— What to work on —
Keep the images out and copy every entry below exactly.

(Records from a collection)
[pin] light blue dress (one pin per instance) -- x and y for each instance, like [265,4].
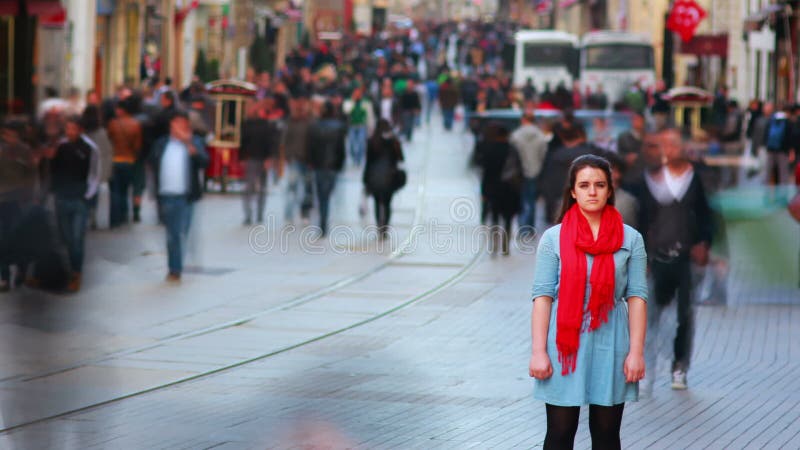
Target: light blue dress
[598,378]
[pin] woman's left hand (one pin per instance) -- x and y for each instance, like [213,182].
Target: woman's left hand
[633,367]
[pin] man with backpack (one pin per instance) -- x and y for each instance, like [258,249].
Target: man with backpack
[780,148]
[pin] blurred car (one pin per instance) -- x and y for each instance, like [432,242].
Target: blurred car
[617,122]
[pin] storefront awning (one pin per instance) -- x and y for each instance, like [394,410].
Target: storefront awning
[706,45]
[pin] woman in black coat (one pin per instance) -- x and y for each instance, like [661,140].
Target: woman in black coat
[501,199]
[382,176]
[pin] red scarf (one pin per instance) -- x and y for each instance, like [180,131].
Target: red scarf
[576,240]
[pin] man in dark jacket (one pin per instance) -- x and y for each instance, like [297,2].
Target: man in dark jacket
[75,172]
[326,150]
[676,224]
[177,161]
[448,100]
[262,134]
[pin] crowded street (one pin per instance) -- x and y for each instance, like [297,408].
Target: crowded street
[363,347]
[330,224]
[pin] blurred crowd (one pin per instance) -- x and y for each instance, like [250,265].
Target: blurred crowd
[85,162]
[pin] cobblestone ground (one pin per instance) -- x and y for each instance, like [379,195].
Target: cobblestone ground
[425,350]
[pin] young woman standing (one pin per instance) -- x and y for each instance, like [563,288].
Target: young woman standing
[587,342]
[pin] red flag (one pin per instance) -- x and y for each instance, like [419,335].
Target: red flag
[684,18]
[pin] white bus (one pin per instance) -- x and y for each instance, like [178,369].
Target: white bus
[616,60]
[546,57]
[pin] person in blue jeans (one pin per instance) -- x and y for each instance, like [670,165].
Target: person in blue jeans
[326,143]
[178,160]
[75,176]
[530,144]
[589,311]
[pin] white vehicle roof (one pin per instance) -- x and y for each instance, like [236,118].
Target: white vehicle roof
[545,36]
[617,37]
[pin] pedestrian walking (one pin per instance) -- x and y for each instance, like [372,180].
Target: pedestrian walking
[780,148]
[125,134]
[177,161]
[500,198]
[382,173]
[100,214]
[531,145]
[17,183]
[75,176]
[360,120]
[261,139]
[676,222]
[448,100]
[587,346]
[326,149]
[299,179]
[410,106]
[629,147]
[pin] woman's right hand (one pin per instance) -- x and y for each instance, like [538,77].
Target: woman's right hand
[540,367]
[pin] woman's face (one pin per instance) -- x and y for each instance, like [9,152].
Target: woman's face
[591,190]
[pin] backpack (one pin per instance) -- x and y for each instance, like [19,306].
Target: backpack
[775,133]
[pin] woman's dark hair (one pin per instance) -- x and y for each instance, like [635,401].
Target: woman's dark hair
[582,162]
[90,119]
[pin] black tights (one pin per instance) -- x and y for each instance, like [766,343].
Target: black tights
[604,425]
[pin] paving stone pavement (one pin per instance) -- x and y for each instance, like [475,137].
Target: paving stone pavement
[446,371]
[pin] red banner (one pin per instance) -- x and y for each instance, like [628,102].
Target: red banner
[684,18]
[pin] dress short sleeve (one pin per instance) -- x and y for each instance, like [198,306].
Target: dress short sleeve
[545,278]
[637,270]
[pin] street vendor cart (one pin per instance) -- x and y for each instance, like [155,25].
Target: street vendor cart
[224,168]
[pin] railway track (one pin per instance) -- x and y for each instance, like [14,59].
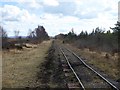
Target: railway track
[85,76]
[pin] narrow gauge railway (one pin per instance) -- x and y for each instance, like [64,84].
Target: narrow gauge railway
[85,76]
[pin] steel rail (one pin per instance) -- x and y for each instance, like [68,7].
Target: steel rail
[93,70]
[73,70]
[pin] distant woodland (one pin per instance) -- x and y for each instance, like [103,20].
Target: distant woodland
[98,39]
[35,37]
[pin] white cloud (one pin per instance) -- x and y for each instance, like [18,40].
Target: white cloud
[51,2]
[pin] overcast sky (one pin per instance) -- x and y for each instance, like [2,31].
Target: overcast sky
[57,16]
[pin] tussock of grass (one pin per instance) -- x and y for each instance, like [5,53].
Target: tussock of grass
[20,69]
[98,59]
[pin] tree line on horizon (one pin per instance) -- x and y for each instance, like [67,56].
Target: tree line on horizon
[98,39]
[36,36]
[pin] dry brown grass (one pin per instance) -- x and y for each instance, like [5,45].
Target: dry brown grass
[98,59]
[20,67]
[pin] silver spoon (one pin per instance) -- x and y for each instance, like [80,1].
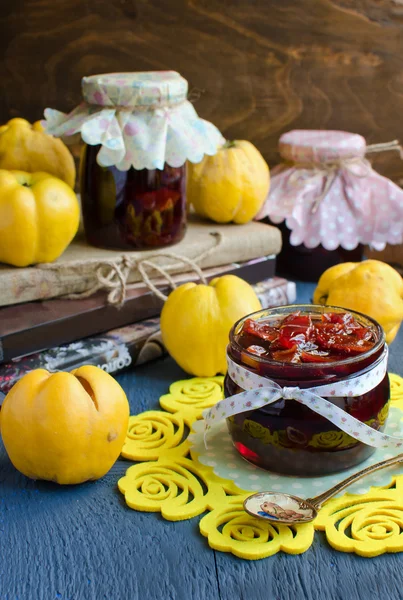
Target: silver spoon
[280,507]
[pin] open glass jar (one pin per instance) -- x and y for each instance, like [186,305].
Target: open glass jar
[139,131]
[288,437]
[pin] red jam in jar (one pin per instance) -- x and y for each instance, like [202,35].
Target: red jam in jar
[134,209]
[306,346]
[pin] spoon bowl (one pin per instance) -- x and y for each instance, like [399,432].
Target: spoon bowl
[280,507]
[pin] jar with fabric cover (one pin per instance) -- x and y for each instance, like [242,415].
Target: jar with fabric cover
[329,202]
[139,131]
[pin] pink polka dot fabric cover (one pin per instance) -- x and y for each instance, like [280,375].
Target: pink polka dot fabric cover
[139,120]
[359,206]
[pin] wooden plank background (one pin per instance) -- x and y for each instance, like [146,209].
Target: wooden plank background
[264,66]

— Response to this exercise —
[pin] light blue dress (one pin per instance) -- x and y for each instance, like [265,4].
Target: light blue dress
[598,378]
[pin] woman's left hand (one pin per instance) -- x and y for each instance, like [213,182].
Target: woman's left hand
[633,367]
[pin] man with backpack (one pin per instance) -- x and y for each instance, like [258,249].
Target: man with backpack
[780,148]
[pin] blurred car (one pin per instance) -- x and y for each instance, like [432,242].
Target: blurred car
[617,122]
[pin] storefront awning (one pin per instance) -- x and y for each instance, like [394,410].
Target: storefront awning
[706,45]
[pin] woman in black coat (one pin per instance) -- x and y for each instance, like [661,140].
Target: woman in black coat
[501,199]
[382,176]
[pin] red scarf (one pin per instance) -- x and y for each instance, like [180,131].
Target: red scarf
[576,240]
[pin] man in dark jacket (one pin per instance) -- x and y for each instance, like [297,2].
Target: man in dark jacket
[75,172]
[326,150]
[676,224]
[177,161]
[448,100]
[262,134]
[pin] crowded street (one pin per instance) -- x and y for each instance, like [297,408].
Target: crowded street
[363,347]
[330,224]
[pin] blurred crowd (one pin per instance) -- x and y for each instance, like [250,265].
Target: blurred crowd
[85,162]
[pin] cobblestone ground (one pin per instance) -- x and y for each instance, like [379,195].
Target: cobblestone ground
[425,350]
[pin] young woman standing (one pin per instance) -- x and y for each instance, like [563,288].
Target: young woman standing
[587,342]
[pin] red flag (one pin per instance) -- x and y for each instance, like [419,335].
Target: red flag
[684,18]
[pin] white bus (one pin per instance) -- x and y for each instance, like [178,369].
Target: white bus
[616,60]
[546,57]
[pin] person in blue jeans (one pin per instance) -- x and y for each instance, like [670,165].
Target: person in blue jeans
[326,143]
[178,160]
[75,176]
[530,144]
[589,311]
[pin] white vehicle roof (one pin per instance) -- x and y for each instance, like [236,118].
Target: white vehicle roof
[545,36]
[617,37]
[pin] pedestrian walking (one pin per instance) -- x and y for each instance, like [372,180].
Target: pedestrian walking
[780,148]
[125,134]
[177,161]
[500,198]
[382,173]
[100,214]
[531,145]
[17,183]
[75,176]
[360,120]
[261,139]
[676,222]
[448,100]
[587,346]
[326,149]
[299,179]
[410,106]
[629,147]
[pin] woman's right hand (one pin per instance) -- x and y for each instance, like [538,77].
Target: woman's right hand
[540,367]
[pin] woman's face (one pin per instance) -- x and y for each instance, like [9,152].
Target: woman's face
[591,190]
[pin] backpack (one pin per instance) -- x and y for each instance, like [19,306].
Target: backpack
[775,133]
[pin] woman's dark hair (one pin per instance) -- x and y for each instance, like [635,401].
Target: woman's dark hair
[582,162]
[90,119]
[pin] black tights (one pin per instance) -- x and y for each instance, like [766,343].
Target: black tights
[604,425]
[pin] paving stone pavement (one pin per instance) -- x and y for each instance, like [475,137].
Target: paving stone pavement
[446,371]
[pin] red banner (one pin per instance) -- x and y for each instance, like [628,102].
Target: red banner
[684,18]
[pin] dress short sleeve (one pin per instance) -- x and y for each instance, like [198,306].
Target: dress short sleeve
[545,278]
[637,270]
[pin] street vendor cart (one pin per instance) -- x and y for each instance, like [155,25].
Target: street vendor cart
[224,168]
[pin] railway track (one pin per instance) -- x and y for each instance, like [14,59].
Target: railway track
[85,76]
[pin] narrow gauge railway (one pin per instance) -- x and y for each instance, like [64,84].
Target: narrow gauge railway
[85,76]
[pin] steel rail (one pin per instance) -- x and y for each instance, like [68,7].
Target: steel rail
[93,70]
[73,70]
[pin] distant woodland (one pin per instance) -- x and y for each instance, like [103,20].
Target: distant woodland
[98,39]
[35,37]
[pin] white cloud (one pin per instance) -- x and y for each instance, like [18,40].
Target: white cloud
[51,2]
[pin] overcast sky (one pin per instance) -- x and y for each instance, like [2,31].
Target: overcast sky
[57,16]
[pin] tussock of grass (one pin per instance) -- x and y for each instance, like [5,53].
Target: tussock of grass
[20,69]
[98,59]
[pin] tree line on horizon (one pin per instance) -- x and y for each instance, like [67,56].
Target: tree line on horizon
[98,39]
[36,36]
[pin] dry brown grass (one pin per instance) -- x and y for each instance, like [5,45].
Target: dry brown grass
[98,59]
[20,67]
[pin] silver spoon (one pin per instance) -- x and y for each instance, like [80,1].
Target: silver spoon
[280,507]
[pin] open glass jar (one pin per instance) -- x and y for each instance, like [186,305].
Target: open glass jar
[139,131]
[288,437]
[pin] red jam in jar (one pin per instance) -- x and y for each instance, like [202,35].
Target: red jam in jar
[134,209]
[306,346]
[pin] spoon bowl (one pin per instance) -- x and y for each instance, like [399,432].
Target: spoon bowl
[280,507]
[pin] jar with fabric cover (one pin per instance) -- x and y for each instance, like [242,415].
Target: jar with fabric cover
[329,202]
[139,131]
[pin] pink polka dot fabric cover (one pin per instance) -- x and y for each instance, like [280,375].
Target: pink polka dot fabric cover
[139,120]
[359,206]
[pin] wooden plank background (one pin per instance) -- x and y for each instance, like [146,209].
Target: wooden plank background
[264,66]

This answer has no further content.